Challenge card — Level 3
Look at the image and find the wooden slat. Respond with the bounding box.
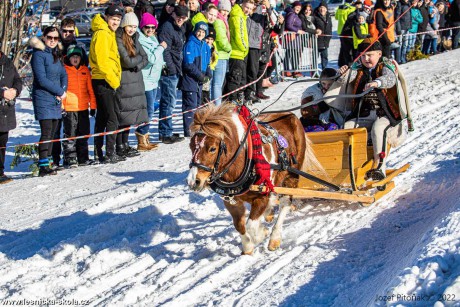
[371,163,410,188]
[298,169,350,189]
[312,142,367,157]
[250,185,374,203]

> **Your goal**
Pick out and copy each line in the rows above that contains the string "bounding". Case counts.

> **Answer to the exercise**
Look at the image and find the wooden slat. Respond with the bounding box.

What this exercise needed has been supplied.